Among the entries below, extract exactly the lines that run from the one with "If you would be willing to indicate the souvenir" through the one with "If you would be willing to indicate the tree", both ends included.

(Task inputs)

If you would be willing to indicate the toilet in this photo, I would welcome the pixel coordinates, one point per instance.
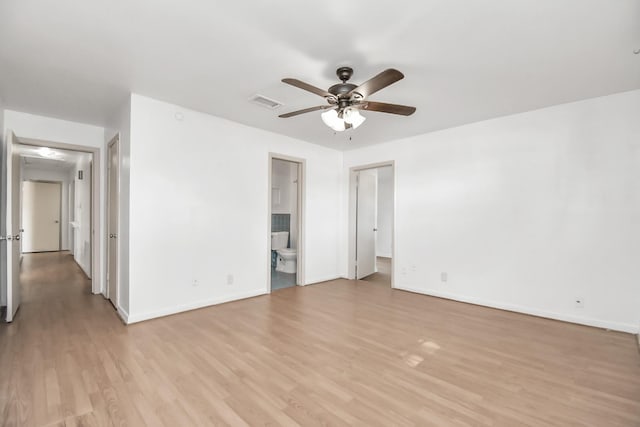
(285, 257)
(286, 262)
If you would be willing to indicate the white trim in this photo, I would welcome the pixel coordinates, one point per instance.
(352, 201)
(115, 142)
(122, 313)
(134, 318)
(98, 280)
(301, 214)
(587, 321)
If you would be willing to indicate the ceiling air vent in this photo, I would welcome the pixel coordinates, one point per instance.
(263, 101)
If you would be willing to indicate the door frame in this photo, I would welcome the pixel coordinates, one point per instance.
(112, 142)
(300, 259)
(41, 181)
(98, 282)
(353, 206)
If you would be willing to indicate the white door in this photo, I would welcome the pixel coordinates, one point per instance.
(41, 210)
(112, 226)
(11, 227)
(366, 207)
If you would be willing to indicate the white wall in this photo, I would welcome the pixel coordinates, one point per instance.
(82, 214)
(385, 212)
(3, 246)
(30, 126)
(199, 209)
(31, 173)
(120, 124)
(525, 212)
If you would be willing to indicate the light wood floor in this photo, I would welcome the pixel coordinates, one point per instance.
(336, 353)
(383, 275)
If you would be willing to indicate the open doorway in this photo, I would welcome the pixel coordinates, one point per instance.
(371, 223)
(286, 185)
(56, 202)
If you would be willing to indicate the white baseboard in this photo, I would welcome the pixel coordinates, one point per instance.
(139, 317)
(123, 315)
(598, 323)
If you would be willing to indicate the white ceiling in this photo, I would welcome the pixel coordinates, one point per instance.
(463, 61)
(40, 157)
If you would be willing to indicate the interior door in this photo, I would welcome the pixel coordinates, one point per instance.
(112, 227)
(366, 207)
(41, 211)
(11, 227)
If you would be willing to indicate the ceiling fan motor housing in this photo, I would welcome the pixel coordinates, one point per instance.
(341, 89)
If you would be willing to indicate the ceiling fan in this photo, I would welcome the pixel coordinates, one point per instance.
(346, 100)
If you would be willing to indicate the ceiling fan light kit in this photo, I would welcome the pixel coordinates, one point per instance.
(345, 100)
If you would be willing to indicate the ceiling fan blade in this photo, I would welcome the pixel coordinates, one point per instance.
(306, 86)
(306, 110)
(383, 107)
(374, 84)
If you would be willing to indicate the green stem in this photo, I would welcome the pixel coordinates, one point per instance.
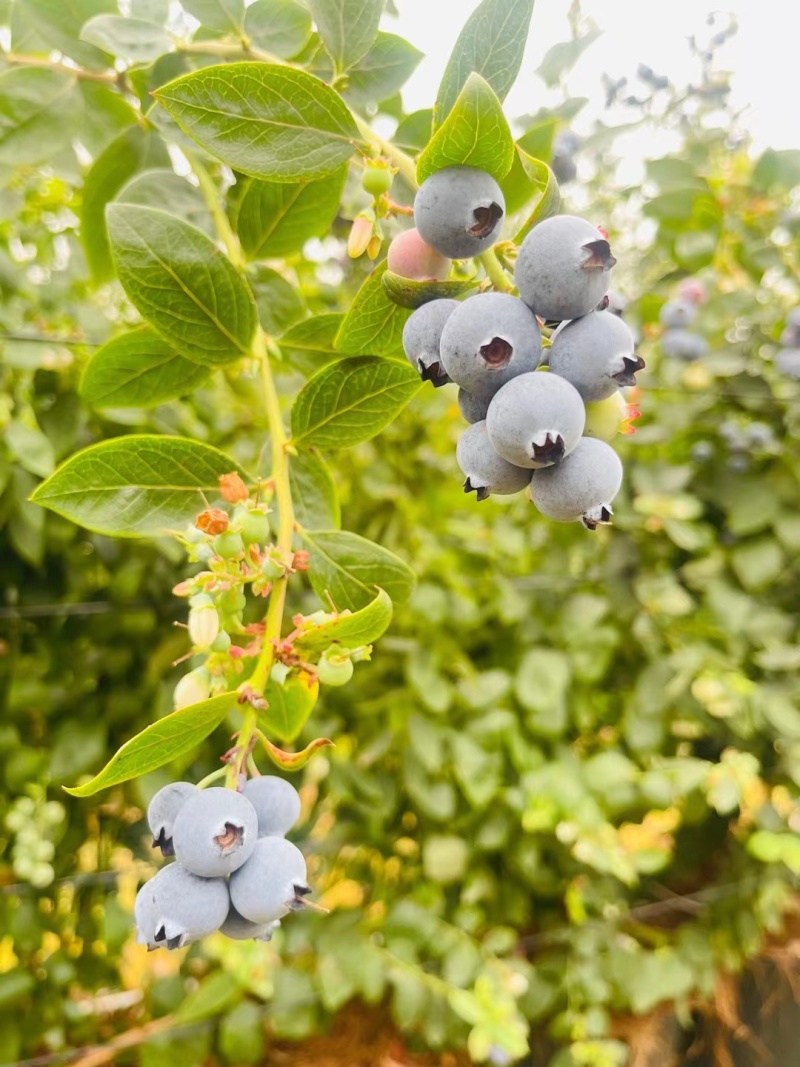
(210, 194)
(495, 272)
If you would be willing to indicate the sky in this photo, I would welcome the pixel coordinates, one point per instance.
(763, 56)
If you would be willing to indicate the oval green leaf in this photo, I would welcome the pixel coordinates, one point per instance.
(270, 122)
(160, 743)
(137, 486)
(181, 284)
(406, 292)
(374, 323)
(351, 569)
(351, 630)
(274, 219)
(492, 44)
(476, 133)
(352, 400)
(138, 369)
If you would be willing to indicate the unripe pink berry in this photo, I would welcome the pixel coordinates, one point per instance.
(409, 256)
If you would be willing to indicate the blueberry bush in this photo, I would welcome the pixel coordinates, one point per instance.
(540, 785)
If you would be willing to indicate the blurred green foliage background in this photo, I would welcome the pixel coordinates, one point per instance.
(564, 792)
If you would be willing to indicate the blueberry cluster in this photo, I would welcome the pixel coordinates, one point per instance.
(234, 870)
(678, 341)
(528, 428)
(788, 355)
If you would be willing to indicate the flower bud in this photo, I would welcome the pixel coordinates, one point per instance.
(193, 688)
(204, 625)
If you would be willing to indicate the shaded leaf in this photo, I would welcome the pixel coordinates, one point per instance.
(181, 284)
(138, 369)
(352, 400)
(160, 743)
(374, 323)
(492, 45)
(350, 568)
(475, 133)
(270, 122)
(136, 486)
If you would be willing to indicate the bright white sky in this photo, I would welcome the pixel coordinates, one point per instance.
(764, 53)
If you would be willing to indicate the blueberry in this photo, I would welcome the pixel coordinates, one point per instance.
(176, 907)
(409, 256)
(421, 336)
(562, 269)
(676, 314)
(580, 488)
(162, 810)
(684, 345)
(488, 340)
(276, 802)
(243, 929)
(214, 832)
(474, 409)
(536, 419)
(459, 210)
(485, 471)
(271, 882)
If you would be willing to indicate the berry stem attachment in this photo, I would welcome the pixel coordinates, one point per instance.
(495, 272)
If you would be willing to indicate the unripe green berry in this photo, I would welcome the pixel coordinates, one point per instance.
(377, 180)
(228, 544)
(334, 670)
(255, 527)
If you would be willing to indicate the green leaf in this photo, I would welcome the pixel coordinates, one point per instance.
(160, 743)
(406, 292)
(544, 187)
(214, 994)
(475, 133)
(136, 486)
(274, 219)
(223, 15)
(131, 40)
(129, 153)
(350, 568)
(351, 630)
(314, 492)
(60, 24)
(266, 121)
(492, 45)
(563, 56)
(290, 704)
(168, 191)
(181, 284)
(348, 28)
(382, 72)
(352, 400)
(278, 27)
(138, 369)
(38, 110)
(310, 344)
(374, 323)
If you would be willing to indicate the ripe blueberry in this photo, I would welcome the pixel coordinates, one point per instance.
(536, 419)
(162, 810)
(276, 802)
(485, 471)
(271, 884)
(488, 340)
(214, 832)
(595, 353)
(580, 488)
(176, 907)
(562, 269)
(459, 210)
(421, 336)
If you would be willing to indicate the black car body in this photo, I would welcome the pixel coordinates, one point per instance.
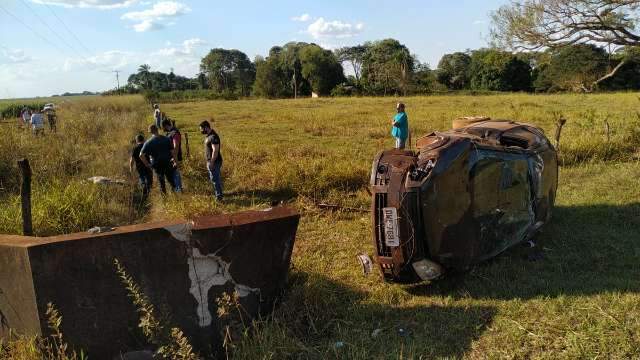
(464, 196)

(End Task inputs)
(Task inputs)

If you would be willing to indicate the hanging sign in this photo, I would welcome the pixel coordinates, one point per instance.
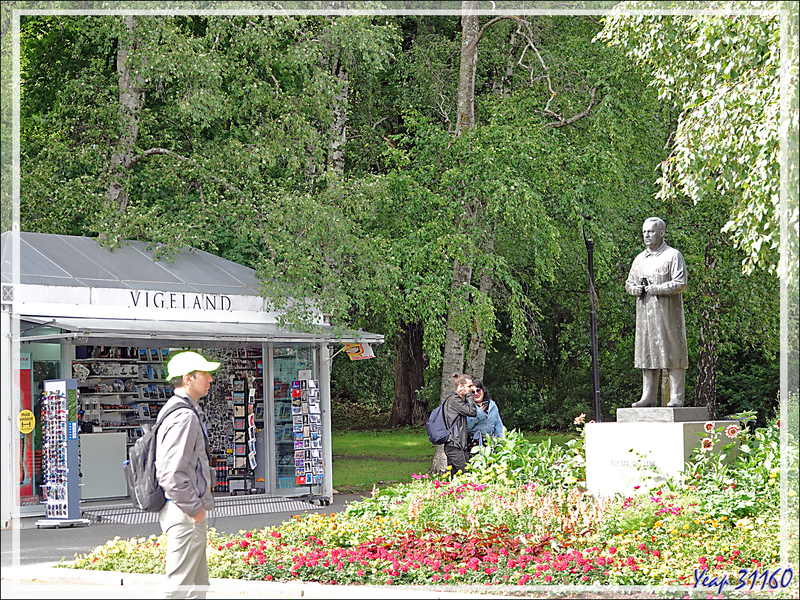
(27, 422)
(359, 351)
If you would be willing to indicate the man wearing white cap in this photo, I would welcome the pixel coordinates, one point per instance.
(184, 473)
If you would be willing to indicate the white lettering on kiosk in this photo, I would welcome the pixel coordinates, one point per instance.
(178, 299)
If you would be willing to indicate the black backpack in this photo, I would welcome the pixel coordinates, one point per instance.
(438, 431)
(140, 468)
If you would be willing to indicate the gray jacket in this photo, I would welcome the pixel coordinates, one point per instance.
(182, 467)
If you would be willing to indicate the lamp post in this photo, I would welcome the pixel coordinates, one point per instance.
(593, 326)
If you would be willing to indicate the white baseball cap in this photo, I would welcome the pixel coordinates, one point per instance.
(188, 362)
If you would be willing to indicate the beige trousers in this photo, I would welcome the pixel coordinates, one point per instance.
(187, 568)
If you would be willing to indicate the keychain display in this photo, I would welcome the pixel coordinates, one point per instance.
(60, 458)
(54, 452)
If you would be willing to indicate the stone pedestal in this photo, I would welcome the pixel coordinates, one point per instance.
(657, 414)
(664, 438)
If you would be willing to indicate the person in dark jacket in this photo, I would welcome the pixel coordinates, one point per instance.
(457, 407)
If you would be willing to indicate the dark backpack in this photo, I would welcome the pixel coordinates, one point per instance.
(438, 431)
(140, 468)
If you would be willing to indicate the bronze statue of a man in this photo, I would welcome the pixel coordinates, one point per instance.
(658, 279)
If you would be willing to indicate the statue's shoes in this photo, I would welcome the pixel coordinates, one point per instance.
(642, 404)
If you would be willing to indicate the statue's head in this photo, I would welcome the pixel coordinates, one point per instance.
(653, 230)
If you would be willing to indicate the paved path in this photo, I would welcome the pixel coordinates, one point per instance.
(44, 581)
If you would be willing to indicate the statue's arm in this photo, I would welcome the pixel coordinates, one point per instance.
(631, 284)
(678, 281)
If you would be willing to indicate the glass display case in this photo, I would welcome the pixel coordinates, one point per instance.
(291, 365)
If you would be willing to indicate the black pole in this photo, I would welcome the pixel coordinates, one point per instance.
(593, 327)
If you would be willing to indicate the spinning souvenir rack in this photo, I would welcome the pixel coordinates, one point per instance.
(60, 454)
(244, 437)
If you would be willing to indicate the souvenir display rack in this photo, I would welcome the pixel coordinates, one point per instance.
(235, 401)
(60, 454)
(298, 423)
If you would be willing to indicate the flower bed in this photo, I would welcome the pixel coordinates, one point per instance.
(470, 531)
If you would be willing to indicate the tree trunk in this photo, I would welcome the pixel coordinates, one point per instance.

(End Task inputs)

- [Solution to the exercise]
If you would be willing to indicate the souvenir display rack in this photo, I would welcome the pixel coordinates, one point per instance.
(235, 401)
(60, 454)
(298, 423)
If you would be willing to indicate the flower bed in this photo, I would welcome the pixel coordinates, one point per instance.
(470, 531)
If you would be willing to indicate the tree trunk in this photo, I would welcome the pixel coordinates, one point per instance.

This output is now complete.